=== Your goal ===
Below are some records. Print exactly the lines between the one holding "Target: sofa armrest" and the one holding "Indicate the woman's hand", inclusive, and nothing else.

=== Record extracts ===
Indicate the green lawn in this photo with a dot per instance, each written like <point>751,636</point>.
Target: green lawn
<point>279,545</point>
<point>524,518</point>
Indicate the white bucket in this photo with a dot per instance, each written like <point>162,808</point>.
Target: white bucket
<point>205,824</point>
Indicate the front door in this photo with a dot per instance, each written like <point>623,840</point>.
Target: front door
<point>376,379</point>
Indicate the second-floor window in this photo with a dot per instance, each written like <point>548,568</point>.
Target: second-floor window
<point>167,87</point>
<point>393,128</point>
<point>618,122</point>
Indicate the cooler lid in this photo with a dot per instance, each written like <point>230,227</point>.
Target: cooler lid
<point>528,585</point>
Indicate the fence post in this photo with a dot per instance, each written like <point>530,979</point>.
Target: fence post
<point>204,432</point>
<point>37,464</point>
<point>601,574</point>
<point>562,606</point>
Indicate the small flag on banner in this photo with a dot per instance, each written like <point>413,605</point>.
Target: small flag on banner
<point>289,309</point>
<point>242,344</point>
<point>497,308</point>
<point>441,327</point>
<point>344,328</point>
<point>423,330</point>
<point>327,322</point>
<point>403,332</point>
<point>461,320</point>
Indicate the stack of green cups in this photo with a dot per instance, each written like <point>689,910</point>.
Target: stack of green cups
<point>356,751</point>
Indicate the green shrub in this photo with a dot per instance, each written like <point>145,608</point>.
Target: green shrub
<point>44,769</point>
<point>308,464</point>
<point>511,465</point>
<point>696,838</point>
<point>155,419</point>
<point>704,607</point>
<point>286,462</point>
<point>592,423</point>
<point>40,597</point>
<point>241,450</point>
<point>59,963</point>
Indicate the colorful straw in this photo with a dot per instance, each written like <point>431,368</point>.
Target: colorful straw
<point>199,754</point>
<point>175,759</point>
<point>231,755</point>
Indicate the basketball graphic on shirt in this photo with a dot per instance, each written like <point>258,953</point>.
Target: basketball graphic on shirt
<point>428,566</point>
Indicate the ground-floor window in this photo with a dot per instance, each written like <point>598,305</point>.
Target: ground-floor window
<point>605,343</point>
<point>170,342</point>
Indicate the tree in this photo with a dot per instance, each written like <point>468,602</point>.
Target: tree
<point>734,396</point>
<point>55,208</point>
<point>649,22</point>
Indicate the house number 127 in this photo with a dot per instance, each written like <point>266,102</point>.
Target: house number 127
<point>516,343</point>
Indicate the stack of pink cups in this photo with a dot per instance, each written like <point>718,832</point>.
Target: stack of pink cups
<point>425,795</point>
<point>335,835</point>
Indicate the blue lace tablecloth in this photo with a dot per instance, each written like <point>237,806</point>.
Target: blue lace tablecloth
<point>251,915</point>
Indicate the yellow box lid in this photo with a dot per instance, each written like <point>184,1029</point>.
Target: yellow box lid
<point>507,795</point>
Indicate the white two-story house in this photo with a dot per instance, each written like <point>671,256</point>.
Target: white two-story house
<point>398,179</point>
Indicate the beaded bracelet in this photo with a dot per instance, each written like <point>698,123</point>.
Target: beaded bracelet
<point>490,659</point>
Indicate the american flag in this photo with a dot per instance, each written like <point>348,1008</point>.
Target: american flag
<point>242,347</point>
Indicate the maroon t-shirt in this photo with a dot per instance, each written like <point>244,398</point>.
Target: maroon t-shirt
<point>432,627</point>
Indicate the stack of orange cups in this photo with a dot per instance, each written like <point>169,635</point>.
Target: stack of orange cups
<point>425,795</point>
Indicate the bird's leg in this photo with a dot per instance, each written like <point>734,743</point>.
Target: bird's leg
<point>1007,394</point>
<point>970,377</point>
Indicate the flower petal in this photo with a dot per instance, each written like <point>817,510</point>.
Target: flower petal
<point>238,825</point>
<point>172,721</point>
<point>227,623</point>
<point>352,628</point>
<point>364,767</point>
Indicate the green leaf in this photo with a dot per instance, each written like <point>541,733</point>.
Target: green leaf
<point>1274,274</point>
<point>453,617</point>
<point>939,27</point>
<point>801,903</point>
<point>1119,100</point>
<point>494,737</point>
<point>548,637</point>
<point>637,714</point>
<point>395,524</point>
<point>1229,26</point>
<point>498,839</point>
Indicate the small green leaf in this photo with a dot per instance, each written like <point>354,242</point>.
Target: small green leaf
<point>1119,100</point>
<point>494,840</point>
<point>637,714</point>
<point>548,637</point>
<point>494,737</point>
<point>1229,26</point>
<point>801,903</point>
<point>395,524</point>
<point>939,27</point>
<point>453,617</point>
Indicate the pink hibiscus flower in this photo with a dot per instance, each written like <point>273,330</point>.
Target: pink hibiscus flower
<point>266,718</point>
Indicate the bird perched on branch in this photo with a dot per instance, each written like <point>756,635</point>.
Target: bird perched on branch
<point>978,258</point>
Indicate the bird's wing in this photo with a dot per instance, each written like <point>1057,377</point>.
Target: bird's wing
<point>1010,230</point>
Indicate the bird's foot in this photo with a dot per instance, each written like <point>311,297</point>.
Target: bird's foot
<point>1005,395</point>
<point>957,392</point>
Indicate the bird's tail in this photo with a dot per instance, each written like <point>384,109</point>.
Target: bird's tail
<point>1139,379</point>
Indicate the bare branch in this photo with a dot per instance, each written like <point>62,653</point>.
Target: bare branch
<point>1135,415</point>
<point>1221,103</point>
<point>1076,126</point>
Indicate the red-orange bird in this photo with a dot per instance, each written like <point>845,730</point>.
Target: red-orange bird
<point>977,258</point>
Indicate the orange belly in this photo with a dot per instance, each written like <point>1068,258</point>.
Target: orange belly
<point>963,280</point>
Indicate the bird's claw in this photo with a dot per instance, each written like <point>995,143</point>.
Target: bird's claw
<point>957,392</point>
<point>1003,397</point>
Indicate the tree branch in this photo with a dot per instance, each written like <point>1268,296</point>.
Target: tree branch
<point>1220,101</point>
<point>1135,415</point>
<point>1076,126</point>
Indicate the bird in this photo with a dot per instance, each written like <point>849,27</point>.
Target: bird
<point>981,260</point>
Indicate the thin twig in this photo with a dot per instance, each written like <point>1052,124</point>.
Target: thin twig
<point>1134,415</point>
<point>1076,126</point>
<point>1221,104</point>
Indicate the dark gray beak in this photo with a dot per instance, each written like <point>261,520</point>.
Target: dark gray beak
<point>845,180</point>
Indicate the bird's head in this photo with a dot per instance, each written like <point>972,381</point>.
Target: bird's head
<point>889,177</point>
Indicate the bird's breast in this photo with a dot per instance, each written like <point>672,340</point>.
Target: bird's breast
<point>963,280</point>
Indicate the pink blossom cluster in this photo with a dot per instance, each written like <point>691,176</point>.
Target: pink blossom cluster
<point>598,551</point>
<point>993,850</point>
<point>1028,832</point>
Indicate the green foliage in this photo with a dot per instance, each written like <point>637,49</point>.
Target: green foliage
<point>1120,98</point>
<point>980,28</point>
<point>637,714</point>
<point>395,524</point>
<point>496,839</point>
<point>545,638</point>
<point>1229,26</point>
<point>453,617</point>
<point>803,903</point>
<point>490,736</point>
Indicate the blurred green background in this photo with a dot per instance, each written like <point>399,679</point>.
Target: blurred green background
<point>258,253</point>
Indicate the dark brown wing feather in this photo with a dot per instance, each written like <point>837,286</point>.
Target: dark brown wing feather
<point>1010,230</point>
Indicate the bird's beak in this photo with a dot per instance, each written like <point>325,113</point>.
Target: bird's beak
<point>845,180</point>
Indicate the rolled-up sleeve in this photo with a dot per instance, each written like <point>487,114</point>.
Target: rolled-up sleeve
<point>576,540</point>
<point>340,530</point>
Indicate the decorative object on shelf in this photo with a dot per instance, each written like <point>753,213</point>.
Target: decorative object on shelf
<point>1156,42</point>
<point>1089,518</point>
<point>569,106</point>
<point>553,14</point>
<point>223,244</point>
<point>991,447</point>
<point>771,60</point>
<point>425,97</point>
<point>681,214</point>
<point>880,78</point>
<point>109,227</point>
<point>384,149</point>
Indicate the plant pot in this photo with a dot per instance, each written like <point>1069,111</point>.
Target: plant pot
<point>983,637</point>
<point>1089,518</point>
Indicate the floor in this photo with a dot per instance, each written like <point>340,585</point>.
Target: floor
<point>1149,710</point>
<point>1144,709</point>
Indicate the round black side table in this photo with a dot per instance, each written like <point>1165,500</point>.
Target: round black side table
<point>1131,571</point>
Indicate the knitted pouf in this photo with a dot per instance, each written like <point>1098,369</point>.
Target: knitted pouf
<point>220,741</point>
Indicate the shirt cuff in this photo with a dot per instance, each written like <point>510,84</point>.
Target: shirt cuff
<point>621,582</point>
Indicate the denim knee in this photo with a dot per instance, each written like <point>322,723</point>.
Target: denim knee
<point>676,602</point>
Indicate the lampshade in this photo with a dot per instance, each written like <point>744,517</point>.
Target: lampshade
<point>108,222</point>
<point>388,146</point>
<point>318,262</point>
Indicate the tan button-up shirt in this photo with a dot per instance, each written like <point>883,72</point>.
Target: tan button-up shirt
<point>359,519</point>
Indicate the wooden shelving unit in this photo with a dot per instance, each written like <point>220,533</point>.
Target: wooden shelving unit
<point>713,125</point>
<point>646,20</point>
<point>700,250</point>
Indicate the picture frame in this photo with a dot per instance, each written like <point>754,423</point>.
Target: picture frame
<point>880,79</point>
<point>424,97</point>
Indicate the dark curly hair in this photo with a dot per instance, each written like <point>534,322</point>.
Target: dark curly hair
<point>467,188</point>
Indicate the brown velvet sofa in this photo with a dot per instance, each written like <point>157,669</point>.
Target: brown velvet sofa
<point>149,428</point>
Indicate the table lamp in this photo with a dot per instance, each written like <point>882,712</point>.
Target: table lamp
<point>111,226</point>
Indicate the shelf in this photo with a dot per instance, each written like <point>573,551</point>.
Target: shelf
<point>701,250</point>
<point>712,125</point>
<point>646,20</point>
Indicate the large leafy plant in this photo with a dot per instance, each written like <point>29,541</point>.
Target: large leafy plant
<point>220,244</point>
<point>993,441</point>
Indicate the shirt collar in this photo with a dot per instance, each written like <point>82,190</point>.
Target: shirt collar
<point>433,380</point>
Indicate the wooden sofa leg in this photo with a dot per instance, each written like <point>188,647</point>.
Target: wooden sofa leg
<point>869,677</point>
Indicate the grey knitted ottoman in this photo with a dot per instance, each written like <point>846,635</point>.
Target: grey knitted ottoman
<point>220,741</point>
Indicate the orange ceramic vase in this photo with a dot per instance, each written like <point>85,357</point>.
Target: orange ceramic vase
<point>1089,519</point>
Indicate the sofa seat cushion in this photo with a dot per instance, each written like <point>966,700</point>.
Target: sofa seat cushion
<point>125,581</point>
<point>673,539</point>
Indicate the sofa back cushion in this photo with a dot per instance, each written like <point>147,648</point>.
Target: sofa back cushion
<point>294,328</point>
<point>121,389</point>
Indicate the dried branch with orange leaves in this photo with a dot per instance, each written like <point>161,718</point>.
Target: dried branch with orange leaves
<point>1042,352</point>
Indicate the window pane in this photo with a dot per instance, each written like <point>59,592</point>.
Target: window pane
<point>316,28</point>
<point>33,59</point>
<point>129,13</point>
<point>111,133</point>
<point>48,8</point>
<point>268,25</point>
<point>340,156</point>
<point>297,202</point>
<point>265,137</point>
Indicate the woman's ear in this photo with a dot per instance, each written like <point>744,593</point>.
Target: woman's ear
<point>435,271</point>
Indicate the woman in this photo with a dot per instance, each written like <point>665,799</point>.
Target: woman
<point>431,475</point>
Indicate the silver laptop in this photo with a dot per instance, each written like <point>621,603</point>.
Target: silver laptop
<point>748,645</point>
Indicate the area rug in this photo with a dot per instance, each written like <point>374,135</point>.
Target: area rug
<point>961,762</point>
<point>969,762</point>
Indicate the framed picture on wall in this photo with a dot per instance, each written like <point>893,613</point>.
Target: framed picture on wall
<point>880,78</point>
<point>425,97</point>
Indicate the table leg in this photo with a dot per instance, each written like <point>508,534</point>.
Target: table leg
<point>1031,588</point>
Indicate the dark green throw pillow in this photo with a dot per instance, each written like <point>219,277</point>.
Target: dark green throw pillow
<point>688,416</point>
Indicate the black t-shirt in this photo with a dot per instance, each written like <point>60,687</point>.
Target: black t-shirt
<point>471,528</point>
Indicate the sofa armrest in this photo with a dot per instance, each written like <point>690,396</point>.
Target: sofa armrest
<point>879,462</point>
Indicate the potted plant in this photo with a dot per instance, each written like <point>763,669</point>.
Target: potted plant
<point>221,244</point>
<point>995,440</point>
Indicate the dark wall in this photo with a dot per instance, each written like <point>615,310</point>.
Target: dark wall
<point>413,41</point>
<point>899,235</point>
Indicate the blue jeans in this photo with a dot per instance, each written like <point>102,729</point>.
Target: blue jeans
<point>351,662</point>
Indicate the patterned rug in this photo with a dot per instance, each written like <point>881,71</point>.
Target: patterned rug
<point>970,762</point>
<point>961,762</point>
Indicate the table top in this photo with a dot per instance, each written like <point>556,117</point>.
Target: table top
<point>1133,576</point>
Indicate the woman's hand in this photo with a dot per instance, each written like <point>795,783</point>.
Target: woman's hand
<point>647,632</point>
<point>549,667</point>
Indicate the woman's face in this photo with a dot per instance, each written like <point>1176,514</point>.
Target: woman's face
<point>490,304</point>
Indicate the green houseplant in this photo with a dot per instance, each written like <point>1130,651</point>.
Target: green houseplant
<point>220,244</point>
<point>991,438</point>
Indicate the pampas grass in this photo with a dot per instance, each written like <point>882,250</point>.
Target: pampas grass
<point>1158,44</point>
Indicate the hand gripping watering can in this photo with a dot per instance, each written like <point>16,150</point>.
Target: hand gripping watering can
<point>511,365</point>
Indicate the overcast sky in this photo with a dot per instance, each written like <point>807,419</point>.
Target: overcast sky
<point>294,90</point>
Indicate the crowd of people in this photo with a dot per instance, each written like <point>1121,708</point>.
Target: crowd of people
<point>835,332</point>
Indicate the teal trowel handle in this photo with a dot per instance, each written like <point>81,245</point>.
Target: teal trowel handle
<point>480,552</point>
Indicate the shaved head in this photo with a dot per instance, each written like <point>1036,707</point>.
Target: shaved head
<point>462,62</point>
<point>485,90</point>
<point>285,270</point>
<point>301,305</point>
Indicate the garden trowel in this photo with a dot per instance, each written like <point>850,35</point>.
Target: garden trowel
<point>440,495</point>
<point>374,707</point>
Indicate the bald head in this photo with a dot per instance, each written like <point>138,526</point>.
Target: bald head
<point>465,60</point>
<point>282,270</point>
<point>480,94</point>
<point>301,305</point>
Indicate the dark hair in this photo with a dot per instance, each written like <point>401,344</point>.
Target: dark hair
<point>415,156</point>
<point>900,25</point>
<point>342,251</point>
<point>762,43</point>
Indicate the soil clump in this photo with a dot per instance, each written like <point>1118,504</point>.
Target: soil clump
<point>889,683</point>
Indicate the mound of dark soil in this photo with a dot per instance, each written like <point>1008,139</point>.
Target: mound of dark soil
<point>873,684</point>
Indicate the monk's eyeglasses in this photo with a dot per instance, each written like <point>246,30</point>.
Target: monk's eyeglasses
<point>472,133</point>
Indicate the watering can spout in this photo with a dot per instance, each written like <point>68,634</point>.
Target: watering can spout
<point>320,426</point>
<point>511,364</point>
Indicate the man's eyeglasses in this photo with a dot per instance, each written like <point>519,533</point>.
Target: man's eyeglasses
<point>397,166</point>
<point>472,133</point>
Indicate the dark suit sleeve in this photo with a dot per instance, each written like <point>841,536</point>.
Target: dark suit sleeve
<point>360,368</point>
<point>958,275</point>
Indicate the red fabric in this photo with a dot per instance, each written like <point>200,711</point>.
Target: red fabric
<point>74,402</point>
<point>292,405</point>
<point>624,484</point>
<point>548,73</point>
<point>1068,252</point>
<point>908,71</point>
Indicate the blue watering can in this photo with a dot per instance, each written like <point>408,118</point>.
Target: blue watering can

=== Exercise output ===
Target: sofa armrest
<point>879,462</point>
Indicate the potted plant in this photo with a dot per instance, each written like <point>763,669</point>.
Target: potted plant
<point>221,244</point>
<point>995,440</point>
Indicate the dark wall in this photo with a dot per instance, each written like <point>615,310</point>.
Target: dark wall
<point>413,41</point>
<point>899,235</point>
Indicate the blue jeans in this photo with a dot per instance, each written like <point>102,729</point>.
Target: blue jeans
<point>351,662</point>
Indicate the patterned rug in this photo with a dot per instance, each written like <point>881,71</point>.
Target: patterned rug
<point>970,762</point>
<point>961,762</point>
Indicate the table top in this photo with a dot per instance, each written like <point>556,117</point>.
Target: table top
<point>1133,576</point>
Indicate the woman's hand in this photo with a dot per instance, each written like <point>795,783</point>.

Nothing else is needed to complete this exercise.